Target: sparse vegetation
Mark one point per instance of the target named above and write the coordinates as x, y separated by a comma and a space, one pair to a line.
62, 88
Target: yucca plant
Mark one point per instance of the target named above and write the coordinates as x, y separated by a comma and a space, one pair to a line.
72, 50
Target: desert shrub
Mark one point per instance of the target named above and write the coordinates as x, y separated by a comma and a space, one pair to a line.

→ **EXERCISE DESCRIPTION**: Reproduce the records above in full, without altering a single character.

→ **RESULT**:
Target: sparse vegetation
Mark one point per instance of the target named above and write the coordinates as x, y separated by a comma and a space, one pair to a line.
62, 88
Target: yucca plant
Mark one point per instance of the target named above and write the coordinates as x, y separated by a comma and a space, one pair to a line.
72, 50
Target: desert shrub
Mark one point per instance of the target named above and write the coordinates as x, y separated by a comma and a space, one pair to a line.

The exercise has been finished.